** start of Document text **

The IIoT’s role in decarbonizing industries

Effective decarbonization and environmental, societal and governance (ESG) measures, today, lack transparency of production information in supply chains.

By Gunter Beitinger, Andreas Kind, Maximilian Weinhold, Florian Ansgar Jaeger and Saad Bin Shams April 20, 2023
Courtesy: Industry IoT Consortium (IIC)

IIoT insights

  • Effective ESG and decarbonization can be made more effective with an industrial Internet of Things (IIoT) approach while still providing data security and sovereignty.
  • A Trustworthy Supply Chain Exchange (TSX) enables suppliers to protect confidential process information, but the resulting limitations in transparency require high trust levels.

Effective decarbonization and environmental, societal and governance (ESG) measures, today, lack transparency of production information in supply chains. For instance, the common practice for calculating upstream emission values based on life-cycle assessment (LCA) databases does not provide actionable and trustworthy product-level emission data.

We developed an industrial Internet of Things (IIoT) approach to (i) collect direct production values from industrial production facilities and (ii) request indirect production values from suppliers. The approach addresses the need for data sovereignty and protecting confidentiality of production data using an open ecosystem provided by the ESTAINIUM Association.

The ESTAINIUM Association originated from the need to reduce the adverse impact of industrial production on the environment. It was born as association of members that enables them to share the respective product carbon footprint (PCF) along the supply chain in a standardized and trustful way. The technology used not only enables stakeholders to share the PCF but also enables it to be verifiable by the consumer of the product. We call this approach “Trustworthy Supply Chain Exchange” (TSX) and apply it for PCFs. TSX is a necessity when sharing PCFs as single indicator where results are aggregated from primary data across upstream supply chain. Sharing single indicator results enables suppliers to protect confidential process information, but the resulting limitations in transparency require high trust levels.

** end of Document text **
** start of Records **

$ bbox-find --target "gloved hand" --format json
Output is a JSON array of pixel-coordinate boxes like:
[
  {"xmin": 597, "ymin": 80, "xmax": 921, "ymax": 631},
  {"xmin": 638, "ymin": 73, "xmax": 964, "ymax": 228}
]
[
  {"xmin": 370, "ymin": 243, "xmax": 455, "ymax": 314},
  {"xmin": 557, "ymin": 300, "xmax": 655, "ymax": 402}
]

** end of Records **

### Set of tasks
A. In the decarbonization article, what name is given to the approach that lets stakeholders share product carbon footprints along the supply chain and have them verified by the product's consumer?
B. Carry on the decarbonization article from the point where it stops.
The entries come from a source separate from the decarbonization article.

### Answers by task
A. Trustworthy Supply Chain Exchange (TSX).

B.
The ESTAINIUM Association is a nonprofit, non-governmental organization of entities that are focused on the common goal of alleviating the impact of industrial production. The major component of production-related emissions is carbon [1]. Therefore, reducing the production of carbon or compensating its production is imperative to meet the target of cutting emissions by around 45% below 2010 levels by 2030 and stay so on track to limit the raise of temperatures to 1.5 degrees Celsius, according to the Intergovernmental Panel on Climate Change (IPCC) [2].

ESTAINIUM works on the governance level to come up with a roadmap for reducing the impact of industrial production on environment, which is the third biggest carbon emitter after coal-fired power station and traffic. This body of work paved the way for an approach called Trustworthy Supply Chain Exchange (TSX), which helps understanding the process of measuring the product carbon footprint (PCF). It laid the foundations for a web application that would help manufacturers in sharing their PCF values with their customers in a verifiable manner. To achieve this, TSX utilizes the verifiable credentials (VC) technology, which is a World Wide Web Consortium (W3C) standard [4]. We apply TSX on PCF data as single indicator where results are aggregated from primary data across upstream supply chain (PCF aggregation).

Carbon makes up to 81% of the greenhouse gases released in the environment [1]. The major share comes from CO2 production, which is the leading cause of global warming. Therefore, it is essential that the production of carbon will be significantly reduced to achieve the goal of Net Zero carbon production. Even after extensive studies in today’s technologically pervasive world, we still struggle to answer the simple question “What is the carbon footprint of a specific product when it is manufactured?” If the amount of carbon produced during manufacturing cannot be measured, it is very difficult to reduce it.

To close this gap, TSX permits manufacturers to measure the PCF of their goods through standardized calculation methods. Furthermore, it enables them to get their PCF verified through trusted issuers of VC. The shared PCF is also verifiable, and it can be proven that it is released from a trusted issuer.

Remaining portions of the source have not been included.